PAGE →
LvffY commented Aug 10, 2019

Is there any update on this issue ? I encounter the same problem on 2.3.2_0.11.0 version on maven builds

@ashkan-leo
Copy link

I encountered the same issue using 2.4.3_0.14.0 on maven

@kuheli004
Copy link

what is the solution .I am now facing the same issue.

@kuheli004
Copy link

I am facing the same issue with version spark-testing-base_2.11_2.3.0.9.0

@herinlearning
Copy link

i am facing same issue. Can solution be provided

@portus84
Copy link

+1

@khalidgt95
Copy link

Same issue in Java as well even after enabling hive support and putting the dependencies in pom.xml file.

@ankur-j
Copy link

ankur-j commented Aug 6, 2021

Also facing the same issue.

@holdenk
Copy link
Owner

holdenk commented Aug 6, 2021

Can you share your build file @ankur-j?

@ankur-j
Copy link

ankur-j commented Aug 9, 2021

@holdenk we dont use sbt, but here is a snippet from the BUCK file

load("//tooling/defs:uber_targets.bzl", "java_binary", "scala_library", "scala_test")

TASK 1 → In the thread, what kind of file does ankur-j share a snippet from?

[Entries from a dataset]
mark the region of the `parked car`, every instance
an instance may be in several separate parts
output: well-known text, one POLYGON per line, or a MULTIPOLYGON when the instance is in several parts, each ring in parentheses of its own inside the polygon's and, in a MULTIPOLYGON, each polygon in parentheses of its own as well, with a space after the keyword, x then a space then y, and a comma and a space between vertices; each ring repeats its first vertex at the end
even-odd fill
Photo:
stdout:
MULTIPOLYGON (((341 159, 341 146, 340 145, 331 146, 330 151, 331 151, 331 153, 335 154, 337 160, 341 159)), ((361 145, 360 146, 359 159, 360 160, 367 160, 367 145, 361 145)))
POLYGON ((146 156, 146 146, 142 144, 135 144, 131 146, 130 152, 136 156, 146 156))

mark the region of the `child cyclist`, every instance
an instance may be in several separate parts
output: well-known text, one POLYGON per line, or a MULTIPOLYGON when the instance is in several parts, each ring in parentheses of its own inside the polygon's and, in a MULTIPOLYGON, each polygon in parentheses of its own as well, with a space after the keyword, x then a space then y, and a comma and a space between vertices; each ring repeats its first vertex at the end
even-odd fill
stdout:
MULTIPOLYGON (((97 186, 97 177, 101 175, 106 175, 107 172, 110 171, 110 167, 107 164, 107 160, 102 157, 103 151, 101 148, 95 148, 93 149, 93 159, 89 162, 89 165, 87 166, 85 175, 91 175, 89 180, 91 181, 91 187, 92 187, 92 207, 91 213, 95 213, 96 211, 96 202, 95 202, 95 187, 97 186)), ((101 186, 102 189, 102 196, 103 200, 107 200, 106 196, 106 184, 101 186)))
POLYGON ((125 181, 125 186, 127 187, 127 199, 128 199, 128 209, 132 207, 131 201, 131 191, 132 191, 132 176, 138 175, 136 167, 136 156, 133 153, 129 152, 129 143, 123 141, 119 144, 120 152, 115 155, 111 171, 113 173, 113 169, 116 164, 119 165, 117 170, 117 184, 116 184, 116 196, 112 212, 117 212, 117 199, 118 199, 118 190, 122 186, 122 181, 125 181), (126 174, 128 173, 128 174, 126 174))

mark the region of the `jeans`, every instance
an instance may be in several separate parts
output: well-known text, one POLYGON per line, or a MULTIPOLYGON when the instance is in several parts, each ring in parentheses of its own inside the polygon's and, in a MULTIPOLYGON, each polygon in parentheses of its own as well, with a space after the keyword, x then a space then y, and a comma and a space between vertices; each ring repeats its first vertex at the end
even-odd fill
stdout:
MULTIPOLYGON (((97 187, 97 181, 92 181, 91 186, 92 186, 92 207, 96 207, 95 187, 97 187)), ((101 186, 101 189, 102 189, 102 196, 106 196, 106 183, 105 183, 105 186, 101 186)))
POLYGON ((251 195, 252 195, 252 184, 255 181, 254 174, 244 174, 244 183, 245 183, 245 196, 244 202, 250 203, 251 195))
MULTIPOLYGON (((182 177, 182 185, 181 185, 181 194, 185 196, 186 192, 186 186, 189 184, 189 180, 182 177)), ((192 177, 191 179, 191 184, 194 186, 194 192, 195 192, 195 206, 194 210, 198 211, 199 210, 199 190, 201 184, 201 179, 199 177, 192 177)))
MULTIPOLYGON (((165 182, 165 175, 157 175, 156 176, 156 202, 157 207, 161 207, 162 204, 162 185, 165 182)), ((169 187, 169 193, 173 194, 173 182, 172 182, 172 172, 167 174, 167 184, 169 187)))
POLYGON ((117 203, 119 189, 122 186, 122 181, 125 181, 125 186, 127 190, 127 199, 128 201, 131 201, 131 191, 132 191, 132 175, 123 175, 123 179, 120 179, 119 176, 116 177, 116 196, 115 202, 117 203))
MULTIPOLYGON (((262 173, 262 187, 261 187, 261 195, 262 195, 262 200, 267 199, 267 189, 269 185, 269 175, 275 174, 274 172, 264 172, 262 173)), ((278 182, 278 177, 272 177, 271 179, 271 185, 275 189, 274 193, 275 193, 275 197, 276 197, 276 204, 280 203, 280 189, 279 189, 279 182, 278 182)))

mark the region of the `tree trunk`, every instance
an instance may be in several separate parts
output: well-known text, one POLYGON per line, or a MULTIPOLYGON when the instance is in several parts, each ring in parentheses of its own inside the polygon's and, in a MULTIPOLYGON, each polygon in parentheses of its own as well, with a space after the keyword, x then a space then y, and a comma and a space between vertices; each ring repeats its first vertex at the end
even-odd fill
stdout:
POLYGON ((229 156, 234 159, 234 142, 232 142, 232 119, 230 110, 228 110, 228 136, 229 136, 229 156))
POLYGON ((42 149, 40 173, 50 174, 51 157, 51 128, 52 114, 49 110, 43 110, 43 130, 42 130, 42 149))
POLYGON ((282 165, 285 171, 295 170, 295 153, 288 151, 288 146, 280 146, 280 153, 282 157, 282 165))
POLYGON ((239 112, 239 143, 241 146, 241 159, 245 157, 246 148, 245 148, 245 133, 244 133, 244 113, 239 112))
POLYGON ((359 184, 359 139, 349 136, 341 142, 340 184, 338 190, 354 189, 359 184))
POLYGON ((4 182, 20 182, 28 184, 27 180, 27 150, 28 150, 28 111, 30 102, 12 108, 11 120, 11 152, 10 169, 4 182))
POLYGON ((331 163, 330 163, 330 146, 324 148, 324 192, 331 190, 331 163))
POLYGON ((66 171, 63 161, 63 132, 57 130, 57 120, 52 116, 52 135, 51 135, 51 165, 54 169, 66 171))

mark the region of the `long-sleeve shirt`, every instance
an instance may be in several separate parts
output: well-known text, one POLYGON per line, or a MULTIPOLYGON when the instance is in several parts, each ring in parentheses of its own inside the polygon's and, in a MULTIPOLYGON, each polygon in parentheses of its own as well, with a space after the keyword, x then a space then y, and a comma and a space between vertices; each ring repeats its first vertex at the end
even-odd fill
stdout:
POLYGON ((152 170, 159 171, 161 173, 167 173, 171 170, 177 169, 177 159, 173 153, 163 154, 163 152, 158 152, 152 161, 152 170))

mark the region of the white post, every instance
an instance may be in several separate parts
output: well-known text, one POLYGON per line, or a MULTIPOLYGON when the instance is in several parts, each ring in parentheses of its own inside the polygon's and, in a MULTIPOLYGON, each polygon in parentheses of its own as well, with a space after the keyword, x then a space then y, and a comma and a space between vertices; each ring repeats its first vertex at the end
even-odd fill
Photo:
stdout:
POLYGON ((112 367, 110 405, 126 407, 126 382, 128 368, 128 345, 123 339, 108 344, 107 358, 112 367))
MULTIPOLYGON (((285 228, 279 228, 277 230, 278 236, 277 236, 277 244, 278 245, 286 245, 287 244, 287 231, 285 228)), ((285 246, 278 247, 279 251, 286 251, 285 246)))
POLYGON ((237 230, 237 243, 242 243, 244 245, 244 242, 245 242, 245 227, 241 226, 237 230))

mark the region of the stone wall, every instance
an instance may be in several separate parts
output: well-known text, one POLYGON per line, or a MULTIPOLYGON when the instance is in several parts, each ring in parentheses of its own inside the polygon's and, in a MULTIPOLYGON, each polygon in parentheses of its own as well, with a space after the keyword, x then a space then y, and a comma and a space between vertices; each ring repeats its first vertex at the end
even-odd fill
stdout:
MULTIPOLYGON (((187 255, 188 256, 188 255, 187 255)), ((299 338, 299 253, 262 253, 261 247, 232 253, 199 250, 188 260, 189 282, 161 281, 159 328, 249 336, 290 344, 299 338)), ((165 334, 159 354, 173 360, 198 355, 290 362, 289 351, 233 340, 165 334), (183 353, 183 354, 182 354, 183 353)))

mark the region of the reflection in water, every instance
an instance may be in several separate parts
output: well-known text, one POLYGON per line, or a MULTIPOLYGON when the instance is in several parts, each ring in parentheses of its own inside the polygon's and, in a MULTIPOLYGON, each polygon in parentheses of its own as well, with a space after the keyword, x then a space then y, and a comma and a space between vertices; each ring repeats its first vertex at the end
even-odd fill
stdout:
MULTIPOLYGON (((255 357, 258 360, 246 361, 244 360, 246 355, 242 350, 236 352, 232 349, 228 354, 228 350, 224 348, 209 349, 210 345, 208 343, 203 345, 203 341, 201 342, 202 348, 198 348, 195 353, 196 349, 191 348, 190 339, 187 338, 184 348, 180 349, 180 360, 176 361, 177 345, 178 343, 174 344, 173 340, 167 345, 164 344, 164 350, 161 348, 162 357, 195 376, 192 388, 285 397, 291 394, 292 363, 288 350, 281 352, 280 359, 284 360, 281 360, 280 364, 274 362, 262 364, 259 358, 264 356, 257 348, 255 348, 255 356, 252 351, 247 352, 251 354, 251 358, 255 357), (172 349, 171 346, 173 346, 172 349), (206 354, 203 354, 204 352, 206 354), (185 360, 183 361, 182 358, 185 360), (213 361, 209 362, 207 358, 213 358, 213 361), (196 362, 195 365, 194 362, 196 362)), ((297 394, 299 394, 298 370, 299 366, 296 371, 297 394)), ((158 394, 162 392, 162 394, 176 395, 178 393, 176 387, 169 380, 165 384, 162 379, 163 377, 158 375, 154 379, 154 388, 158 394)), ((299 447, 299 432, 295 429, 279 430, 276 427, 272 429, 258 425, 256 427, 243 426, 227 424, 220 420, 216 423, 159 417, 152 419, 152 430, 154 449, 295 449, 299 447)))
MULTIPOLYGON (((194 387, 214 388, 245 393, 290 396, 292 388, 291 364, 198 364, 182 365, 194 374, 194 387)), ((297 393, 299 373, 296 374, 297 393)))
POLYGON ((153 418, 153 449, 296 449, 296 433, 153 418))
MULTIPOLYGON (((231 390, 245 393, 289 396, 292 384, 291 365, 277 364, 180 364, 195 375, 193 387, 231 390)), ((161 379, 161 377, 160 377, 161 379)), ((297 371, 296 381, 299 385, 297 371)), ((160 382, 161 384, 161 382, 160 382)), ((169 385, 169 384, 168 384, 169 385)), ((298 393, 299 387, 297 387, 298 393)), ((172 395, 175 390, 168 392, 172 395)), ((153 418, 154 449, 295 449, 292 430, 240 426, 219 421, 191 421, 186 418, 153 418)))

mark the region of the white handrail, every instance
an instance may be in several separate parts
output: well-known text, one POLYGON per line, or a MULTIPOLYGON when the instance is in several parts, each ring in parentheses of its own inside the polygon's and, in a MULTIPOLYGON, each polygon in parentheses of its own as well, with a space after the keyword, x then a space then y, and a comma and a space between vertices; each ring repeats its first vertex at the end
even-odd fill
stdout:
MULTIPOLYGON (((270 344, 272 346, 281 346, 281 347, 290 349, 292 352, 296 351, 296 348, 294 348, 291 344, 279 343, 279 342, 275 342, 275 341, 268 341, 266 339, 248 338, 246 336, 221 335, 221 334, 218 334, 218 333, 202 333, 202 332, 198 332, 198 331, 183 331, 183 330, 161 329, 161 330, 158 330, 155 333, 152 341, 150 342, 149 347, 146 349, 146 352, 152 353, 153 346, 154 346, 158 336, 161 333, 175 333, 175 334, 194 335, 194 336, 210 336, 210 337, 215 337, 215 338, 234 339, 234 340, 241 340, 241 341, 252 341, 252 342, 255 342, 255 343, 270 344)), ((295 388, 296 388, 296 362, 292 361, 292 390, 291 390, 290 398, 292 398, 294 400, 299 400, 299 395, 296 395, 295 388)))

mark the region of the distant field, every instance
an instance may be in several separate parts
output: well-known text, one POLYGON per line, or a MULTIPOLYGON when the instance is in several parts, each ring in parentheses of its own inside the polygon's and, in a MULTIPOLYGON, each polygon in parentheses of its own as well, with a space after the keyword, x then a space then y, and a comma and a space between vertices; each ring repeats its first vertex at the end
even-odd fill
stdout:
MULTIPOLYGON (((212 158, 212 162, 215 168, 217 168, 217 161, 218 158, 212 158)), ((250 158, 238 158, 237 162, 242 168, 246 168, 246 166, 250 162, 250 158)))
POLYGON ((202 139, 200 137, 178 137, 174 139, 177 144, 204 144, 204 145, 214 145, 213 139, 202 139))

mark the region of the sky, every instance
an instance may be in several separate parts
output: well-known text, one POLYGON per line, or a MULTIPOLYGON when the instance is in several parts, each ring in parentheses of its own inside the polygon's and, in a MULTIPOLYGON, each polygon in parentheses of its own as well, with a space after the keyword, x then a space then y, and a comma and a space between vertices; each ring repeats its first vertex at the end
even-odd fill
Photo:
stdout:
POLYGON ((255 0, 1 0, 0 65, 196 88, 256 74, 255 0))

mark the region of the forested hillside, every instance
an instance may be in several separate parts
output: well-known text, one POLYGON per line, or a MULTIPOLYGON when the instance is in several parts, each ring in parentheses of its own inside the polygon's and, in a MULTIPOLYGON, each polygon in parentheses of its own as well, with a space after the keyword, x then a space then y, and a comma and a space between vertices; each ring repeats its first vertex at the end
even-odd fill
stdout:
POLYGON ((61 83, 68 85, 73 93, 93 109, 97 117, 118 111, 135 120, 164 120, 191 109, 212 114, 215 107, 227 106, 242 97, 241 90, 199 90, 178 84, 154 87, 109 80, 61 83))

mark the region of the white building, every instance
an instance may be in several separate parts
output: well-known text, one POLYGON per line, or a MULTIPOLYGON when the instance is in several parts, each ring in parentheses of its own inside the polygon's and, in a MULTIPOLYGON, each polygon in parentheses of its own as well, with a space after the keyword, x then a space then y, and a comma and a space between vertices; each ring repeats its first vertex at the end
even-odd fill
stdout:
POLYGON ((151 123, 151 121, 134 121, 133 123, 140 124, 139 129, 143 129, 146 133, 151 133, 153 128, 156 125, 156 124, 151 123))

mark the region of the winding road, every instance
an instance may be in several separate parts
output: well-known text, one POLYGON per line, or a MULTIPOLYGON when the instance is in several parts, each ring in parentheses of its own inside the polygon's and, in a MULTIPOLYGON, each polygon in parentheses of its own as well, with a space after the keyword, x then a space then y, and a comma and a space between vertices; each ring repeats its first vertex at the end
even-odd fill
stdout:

TASK 2 → Tally the lines of the records that contain the string "white", treating case as significant, and give only the number.

WRITTEN RESPONSE 1 → A BUCK file.

WRITTEN RESPONSE 2 → 3